For patients who are not candidates for surgery, several nonsurgical treatment options can be effective including:
- Physical Therapy: A physical therapist will work with patients to improve their range of motion and reduce swelling. They may also recommend exercises to help strengthen the muscles around the knee joint.
- Ice: Ice can be applied for 20 minutes at a time, several times a day. This will help to reduce swelling and pain. Elevation of the leg can also help to reduce swelling.
- Anti-inflammatory Medications: Over-the-counter medications such as ibuprofen and naproxen can be effective in reducing swelling and pain.
- Knee Braces: Wearing a knee brace can help to stabilize the knee joint and reduce pain.
In some cases, a combination of these treatments may be recommended. It’s important to follow your doctor’s recommendations and to avoid activities that put stress on the knee joint until the ligament has healed.
Knee ligament tears can be very painful and can cause instability in the joint. If you think you may have a knee ligament tear, see an orthopedic surgeon for evaluation. They can properly diagnose with the help of magnetic resonance imaging (MRI).
Risks and Recovery Time for ACL and PCL Tears
Recovering from an ACL or PCL tear can be a long and difficult process, regardless of whether or not you opt for surgery. However, the average time frame for full recovery is 9 to 12 months.
Some people may experience minor residual symptoms, such as joint stiffness or tenderness, for up to two years.
There are also risks associated with both surgical and nonsurgical treatment options. For example, arthroscopic surgery carries a risk of infection, while nonsurgical treatment may result in the development of arthritis.
In addition, both options require a significant amount of time and effort to achieve a full recovery.
Ultimately, the decision of whether or not to have surgery should be made based on your circumstances and the advice of your doctor.
Sports after ACL vs. PCL
“Can I still play sports after having surgery for an ACL or PCL tear?”
This is a normal and valid question most athletes ask before surgery and even during rehabilitation. And the good news is, that most people who have knee ligament surgery experience a full recovery and can return to playing sports.
However, consult with a doctor before returning to physical activity, as there is a risk of re-injury. People who have had knee surgery may also experience:
- knee pain,
- knee dislocations,
- hyperextension of the knee.

Information:
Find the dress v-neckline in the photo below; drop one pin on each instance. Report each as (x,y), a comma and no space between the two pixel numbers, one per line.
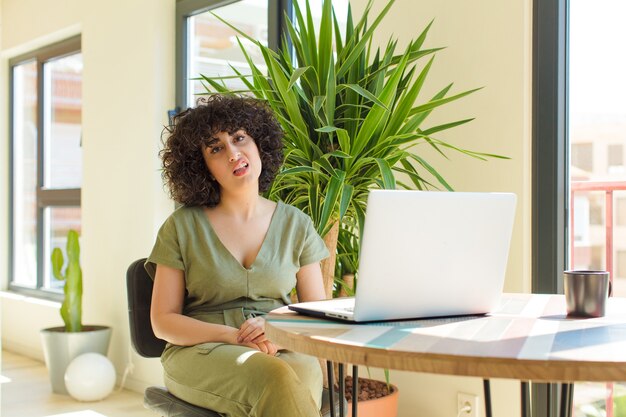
(225,249)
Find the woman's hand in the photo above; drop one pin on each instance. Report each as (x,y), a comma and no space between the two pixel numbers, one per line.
(252,331)
(267,347)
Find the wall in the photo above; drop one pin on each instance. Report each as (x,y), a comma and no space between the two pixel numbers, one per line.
(128,50)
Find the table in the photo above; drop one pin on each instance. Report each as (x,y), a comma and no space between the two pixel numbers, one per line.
(528,338)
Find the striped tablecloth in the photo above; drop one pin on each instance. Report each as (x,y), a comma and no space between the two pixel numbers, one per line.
(528,337)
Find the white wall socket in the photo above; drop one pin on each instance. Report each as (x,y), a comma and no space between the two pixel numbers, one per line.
(464,400)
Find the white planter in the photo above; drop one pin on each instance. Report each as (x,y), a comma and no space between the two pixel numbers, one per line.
(60,347)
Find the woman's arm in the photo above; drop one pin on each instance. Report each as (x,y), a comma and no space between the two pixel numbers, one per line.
(310,283)
(168,321)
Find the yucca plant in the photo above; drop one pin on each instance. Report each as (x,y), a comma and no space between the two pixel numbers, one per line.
(71,309)
(350,116)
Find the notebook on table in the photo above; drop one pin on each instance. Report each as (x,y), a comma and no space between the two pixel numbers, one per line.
(427,254)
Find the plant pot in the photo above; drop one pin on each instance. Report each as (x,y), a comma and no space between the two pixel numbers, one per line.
(60,347)
(385,406)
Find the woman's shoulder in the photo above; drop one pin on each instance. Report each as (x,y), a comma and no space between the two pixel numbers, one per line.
(184,214)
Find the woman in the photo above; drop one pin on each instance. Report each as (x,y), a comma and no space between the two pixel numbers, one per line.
(225,258)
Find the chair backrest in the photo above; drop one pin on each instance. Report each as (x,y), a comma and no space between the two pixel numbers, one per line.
(139,291)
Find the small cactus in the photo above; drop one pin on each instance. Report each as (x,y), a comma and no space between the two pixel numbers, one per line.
(71,309)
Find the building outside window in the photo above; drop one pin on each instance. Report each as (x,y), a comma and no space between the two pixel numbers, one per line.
(46,161)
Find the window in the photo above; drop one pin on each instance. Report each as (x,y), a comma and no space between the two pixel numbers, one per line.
(46,161)
(206,46)
(615,158)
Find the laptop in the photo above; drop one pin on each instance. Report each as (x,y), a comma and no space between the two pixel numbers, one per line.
(427,254)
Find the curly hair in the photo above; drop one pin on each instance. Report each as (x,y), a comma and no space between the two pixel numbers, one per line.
(184,170)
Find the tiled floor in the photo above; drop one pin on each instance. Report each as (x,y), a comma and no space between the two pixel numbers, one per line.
(25,392)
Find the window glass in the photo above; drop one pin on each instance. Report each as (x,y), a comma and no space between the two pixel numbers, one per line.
(62,122)
(213,49)
(597,122)
(46,161)
(24,143)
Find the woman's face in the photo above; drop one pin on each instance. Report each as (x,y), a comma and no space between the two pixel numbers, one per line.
(233,159)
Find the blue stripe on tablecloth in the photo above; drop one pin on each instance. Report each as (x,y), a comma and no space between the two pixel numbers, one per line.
(389,338)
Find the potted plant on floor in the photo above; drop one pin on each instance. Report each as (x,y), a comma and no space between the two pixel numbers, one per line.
(351,121)
(62,344)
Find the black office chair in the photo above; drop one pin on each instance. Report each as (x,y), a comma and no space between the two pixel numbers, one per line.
(159,399)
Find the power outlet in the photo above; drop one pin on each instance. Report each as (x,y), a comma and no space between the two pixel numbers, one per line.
(464,401)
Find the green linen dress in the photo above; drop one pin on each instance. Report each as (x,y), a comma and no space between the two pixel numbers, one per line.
(230,379)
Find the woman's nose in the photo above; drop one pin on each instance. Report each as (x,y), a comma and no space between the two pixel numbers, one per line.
(234,156)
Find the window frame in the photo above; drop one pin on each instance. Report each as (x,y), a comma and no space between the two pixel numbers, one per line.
(45,198)
(550,170)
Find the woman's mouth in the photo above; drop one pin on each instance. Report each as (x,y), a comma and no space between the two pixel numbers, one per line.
(241,168)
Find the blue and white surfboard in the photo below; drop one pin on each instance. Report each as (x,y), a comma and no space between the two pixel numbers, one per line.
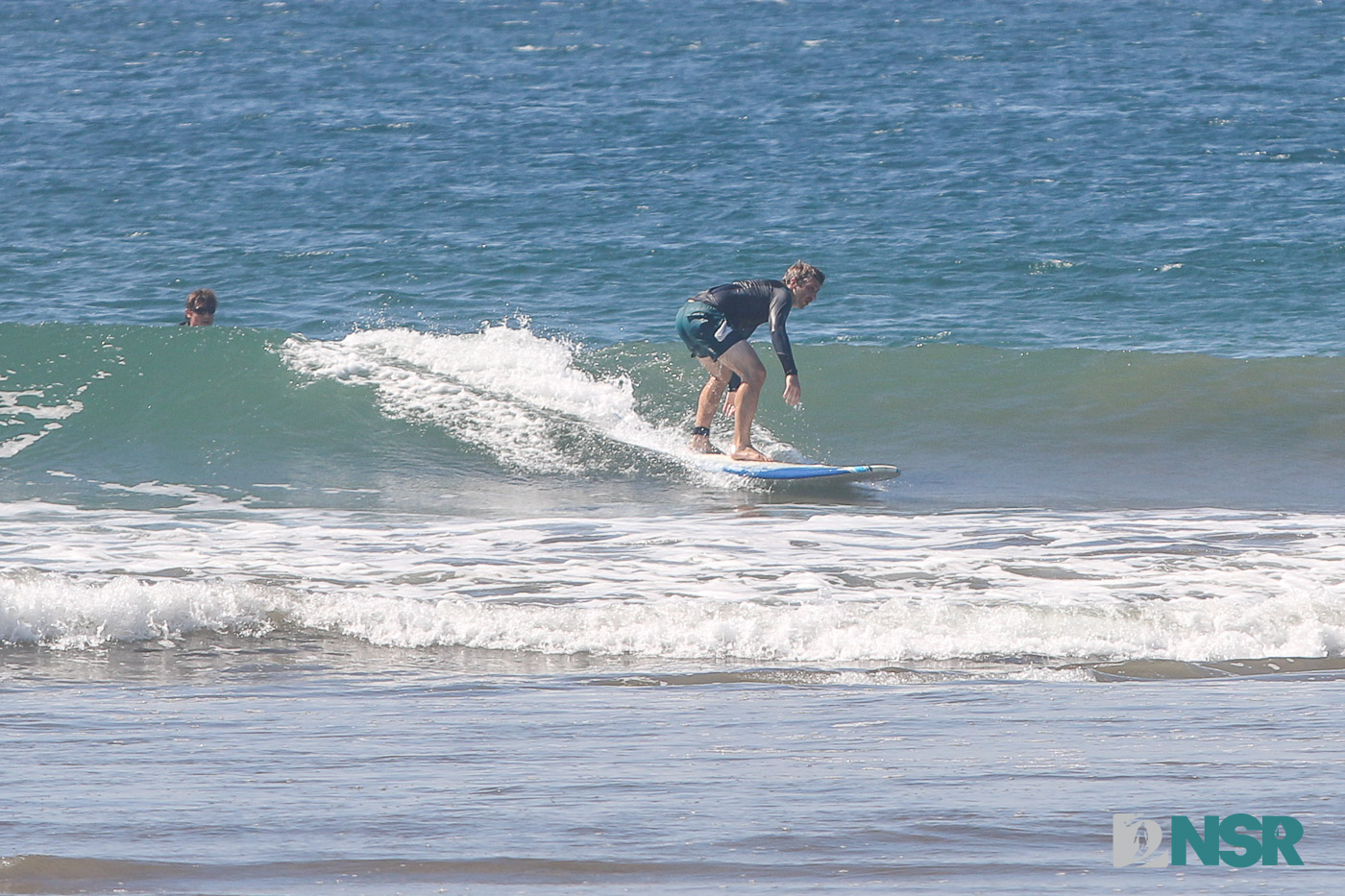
(783,472)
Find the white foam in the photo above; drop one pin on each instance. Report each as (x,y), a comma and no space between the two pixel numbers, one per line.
(501,389)
(13,412)
(830,588)
(518,396)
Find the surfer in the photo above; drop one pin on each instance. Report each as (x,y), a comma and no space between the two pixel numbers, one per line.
(716,325)
(201,308)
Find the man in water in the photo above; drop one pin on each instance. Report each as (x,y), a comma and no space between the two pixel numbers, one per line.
(716,326)
(201,308)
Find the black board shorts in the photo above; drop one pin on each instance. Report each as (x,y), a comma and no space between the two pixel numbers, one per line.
(705,329)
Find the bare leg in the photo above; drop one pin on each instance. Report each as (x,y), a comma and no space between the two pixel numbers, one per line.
(705,408)
(743,359)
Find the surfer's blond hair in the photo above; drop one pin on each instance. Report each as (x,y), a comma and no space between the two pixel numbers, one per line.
(800,271)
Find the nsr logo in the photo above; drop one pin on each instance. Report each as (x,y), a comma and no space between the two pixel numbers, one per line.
(1138,841)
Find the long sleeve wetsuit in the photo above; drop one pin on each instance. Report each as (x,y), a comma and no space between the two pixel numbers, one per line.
(746,304)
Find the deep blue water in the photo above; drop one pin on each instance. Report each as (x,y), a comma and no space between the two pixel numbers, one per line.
(1140,175)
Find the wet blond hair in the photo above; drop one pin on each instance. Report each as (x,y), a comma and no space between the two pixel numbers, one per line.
(800,271)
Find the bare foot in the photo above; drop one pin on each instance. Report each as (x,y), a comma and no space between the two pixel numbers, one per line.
(701,446)
(748,452)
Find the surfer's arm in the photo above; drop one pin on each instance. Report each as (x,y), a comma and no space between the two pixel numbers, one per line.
(780,342)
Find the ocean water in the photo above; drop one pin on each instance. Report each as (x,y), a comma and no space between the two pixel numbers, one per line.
(399,579)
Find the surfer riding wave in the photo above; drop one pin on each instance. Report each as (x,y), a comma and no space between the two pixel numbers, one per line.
(716,326)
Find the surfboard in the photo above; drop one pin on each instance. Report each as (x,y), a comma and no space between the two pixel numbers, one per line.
(786,472)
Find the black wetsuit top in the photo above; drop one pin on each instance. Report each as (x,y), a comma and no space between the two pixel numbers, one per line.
(746,304)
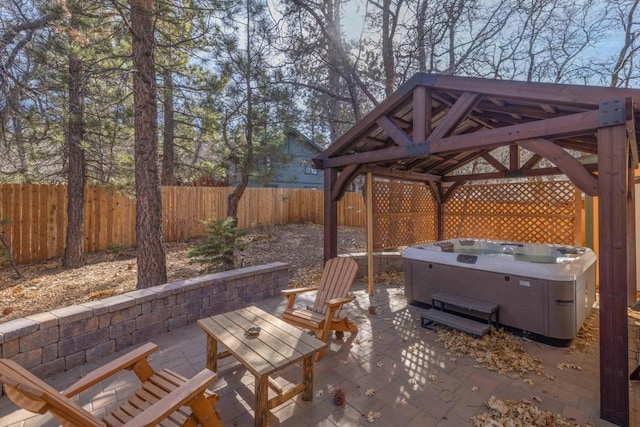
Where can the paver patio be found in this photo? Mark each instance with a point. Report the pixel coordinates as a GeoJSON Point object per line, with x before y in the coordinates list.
{"type": "Point", "coordinates": [426, 388]}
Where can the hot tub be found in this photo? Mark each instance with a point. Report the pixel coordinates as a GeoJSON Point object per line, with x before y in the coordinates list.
{"type": "Point", "coordinates": [541, 289]}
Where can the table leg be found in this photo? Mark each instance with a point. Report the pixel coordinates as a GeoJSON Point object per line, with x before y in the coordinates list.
{"type": "Point", "coordinates": [212, 353]}
{"type": "Point", "coordinates": [262, 401]}
{"type": "Point", "coordinates": [307, 377]}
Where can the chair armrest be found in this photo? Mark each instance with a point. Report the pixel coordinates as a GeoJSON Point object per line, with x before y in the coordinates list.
{"type": "Point", "coordinates": [337, 302]}
{"type": "Point", "coordinates": [126, 361]}
{"type": "Point", "coordinates": [295, 291]}
{"type": "Point", "coordinates": [181, 396]}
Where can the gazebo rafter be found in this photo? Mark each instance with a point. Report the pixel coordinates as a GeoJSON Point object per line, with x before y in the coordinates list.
{"type": "Point", "coordinates": [434, 125]}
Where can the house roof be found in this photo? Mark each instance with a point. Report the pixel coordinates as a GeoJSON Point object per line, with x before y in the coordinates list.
{"type": "Point", "coordinates": [433, 125]}
{"type": "Point", "coordinates": [298, 136]}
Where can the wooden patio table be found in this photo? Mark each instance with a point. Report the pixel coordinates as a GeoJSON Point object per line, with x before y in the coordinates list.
{"type": "Point", "coordinates": [277, 346]}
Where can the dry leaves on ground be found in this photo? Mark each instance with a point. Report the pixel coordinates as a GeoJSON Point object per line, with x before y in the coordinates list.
{"type": "Point", "coordinates": [518, 413]}
{"type": "Point", "coordinates": [47, 286]}
{"type": "Point", "coordinates": [498, 351]}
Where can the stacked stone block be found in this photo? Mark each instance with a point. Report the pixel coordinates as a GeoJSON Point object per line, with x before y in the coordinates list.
{"type": "Point", "coordinates": [51, 342]}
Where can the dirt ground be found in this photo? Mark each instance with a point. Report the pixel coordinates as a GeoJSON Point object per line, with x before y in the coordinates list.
{"type": "Point", "coordinates": [47, 286]}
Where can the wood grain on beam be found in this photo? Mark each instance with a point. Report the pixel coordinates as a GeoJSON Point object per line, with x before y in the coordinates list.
{"type": "Point", "coordinates": [344, 179]}
{"type": "Point", "coordinates": [613, 160]}
{"type": "Point", "coordinates": [398, 174]}
{"type": "Point", "coordinates": [533, 160]}
{"type": "Point", "coordinates": [567, 163]}
{"type": "Point", "coordinates": [461, 109]}
{"type": "Point", "coordinates": [330, 216]}
{"type": "Point", "coordinates": [509, 174]}
{"type": "Point", "coordinates": [579, 123]}
{"type": "Point", "coordinates": [550, 93]}
{"type": "Point", "coordinates": [436, 191]}
{"type": "Point", "coordinates": [419, 114]}
{"type": "Point", "coordinates": [394, 131]}
{"type": "Point", "coordinates": [514, 157]}
{"type": "Point", "coordinates": [451, 189]}
{"type": "Point", "coordinates": [494, 162]}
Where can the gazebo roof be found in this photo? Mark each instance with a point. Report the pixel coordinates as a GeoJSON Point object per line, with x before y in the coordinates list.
{"type": "Point", "coordinates": [435, 124]}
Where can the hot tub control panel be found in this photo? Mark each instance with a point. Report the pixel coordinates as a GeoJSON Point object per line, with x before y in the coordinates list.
{"type": "Point", "coordinates": [467, 259]}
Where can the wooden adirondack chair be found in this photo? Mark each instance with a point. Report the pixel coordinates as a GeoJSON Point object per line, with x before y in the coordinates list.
{"type": "Point", "coordinates": [333, 292]}
{"type": "Point", "coordinates": [164, 398]}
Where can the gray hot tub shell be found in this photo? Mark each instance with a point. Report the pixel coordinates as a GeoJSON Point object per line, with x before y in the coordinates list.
{"type": "Point", "coordinates": [550, 299]}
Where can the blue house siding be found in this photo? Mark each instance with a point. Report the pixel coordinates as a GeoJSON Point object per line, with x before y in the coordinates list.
{"type": "Point", "coordinates": [299, 172]}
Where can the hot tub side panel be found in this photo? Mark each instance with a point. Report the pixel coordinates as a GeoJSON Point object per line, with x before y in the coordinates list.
{"type": "Point", "coordinates": [523, 302]}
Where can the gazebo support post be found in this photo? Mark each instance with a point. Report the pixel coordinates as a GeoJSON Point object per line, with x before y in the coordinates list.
{"type": "Point", "coordinates": [613, 166]}
{"type": "Point", "coordinates": [631, 238]}
{"type": "Point", "coordinates": [438, 198]}
{"type": "Point", "coordinates": [330, 215]}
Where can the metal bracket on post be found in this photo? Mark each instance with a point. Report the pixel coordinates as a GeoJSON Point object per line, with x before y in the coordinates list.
{"type": "Point", "coordinates": [612, 112]}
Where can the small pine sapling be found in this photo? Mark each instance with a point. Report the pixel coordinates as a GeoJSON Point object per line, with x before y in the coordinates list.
{"type": "Point", "coordinates": [218, 251]}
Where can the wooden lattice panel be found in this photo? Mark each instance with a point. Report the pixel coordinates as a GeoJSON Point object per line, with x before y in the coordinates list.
{"type": "Point", "coordinates": [403, 214]}
{"type": "Point", "coordinates": [542, 212]}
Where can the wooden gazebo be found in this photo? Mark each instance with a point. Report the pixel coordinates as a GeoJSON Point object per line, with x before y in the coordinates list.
{"type": "Point", "coordinates": [433, 125]}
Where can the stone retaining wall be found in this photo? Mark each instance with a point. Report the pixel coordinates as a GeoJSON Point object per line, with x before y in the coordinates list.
{"type": "Point", "coordinates": [52, 342]}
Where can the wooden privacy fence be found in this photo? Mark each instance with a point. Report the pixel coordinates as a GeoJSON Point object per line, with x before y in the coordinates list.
{"type": "Point", "coordinates": [541, 212]}
{"type": "Point", "coordinates": [38, 214]}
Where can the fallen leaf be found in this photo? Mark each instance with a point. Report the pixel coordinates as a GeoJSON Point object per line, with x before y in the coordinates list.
{"type": "Point", "coordinates": [373, 416]}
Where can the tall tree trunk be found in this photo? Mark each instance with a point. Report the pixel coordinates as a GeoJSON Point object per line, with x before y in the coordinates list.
{"type": "Point", "coordinates": [421, 35]}
{"type": "Point", "coordinates": [388, 60]}
{"type": "Point", "coordinates": [333, 9]}
{"type": "Point", "coordinates": [168, 152]}
{"type": "Point", "coordinates": [236, 195]}
{"type": "Point", "coordinates": [152, 268]}
{"type": "Point", "coordinates": [74, 256]}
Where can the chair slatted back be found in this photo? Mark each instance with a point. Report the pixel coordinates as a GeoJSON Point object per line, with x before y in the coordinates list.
{"type": "Point", "coordinates": [337, 277]}
{"type": "Point", "coordinates": [31, 393]}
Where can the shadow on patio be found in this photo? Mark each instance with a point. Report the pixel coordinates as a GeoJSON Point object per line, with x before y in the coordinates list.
{"type": "Point", "coordinates": [394, 372]}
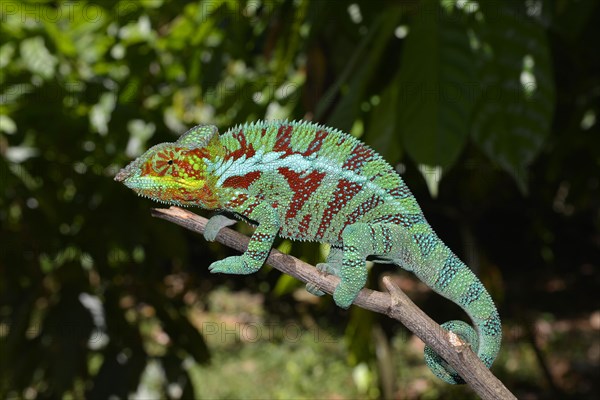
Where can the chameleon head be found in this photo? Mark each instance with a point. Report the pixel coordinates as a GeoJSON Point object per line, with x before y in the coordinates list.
{"type": "Point", "coordinates": [176, 173]}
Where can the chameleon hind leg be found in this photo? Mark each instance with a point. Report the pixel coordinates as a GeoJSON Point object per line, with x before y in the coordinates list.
{"type": "Point", "coordinates": [331, 266]}
{"type": "Point", "coordinates": [389, 242]}
{"type": "Point", "coordinates": [259, 246]}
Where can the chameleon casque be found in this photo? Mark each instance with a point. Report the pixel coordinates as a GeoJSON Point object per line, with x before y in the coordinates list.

Tasks to complete:
1/ In the text on knee ligament tears, how long does full recovery from an ACL or PCL tear take on average?
2/ Continue the text on knee ligament tears from where it stops.

Outputs in order:
1/ 9 to 12 months.

2/
These issues can typically be managed with the help of a physical therapist. With proper care and rehabilitation, most people who have had knee surgery can return to playing sports without any problems.
Preventive Measures for ACL and PCL Injuries
With any kind of injury, there is always the fear of re-injury. This is especially true when it comes to knee injuries, as the knees are involved in just about every movement we make. Even with conservative treatment and a physical examination, it can be difficult to fully recover from an ACL or PCL tear.
However, some preventative measures can be taken to avoid tearing these ligaments in the future.
One of the most important things to do is to strengthen the muscles around the knee, particularly the quadriceps and hamstrings. This will help to support the joint and decrease the stress on the ligaments.
Next, avoid sudden movements or impact activities that could put undue strain on the knee, until you have properly trained your knee joints to reach their full potential.
Finally, always make sure you wear supportive shoes and do some stretching.
Take Good Care of Your Knee
As we age, it’s important to take good care of our bodies – and that includes our knees. After all, we use them practically every day. The ACL and PCL are two crucial ligaments in the knee, and they can be easily damaged by overexertion or an accident.
That’s why it’s essential to avoid overexercising your knee and to check with your doctor if you’re experiencing any pain or discomfort.
Taking a few simple precautions now can help you avoid serious problems down the line. So don’t neglect your knees – give them the attention they deserve!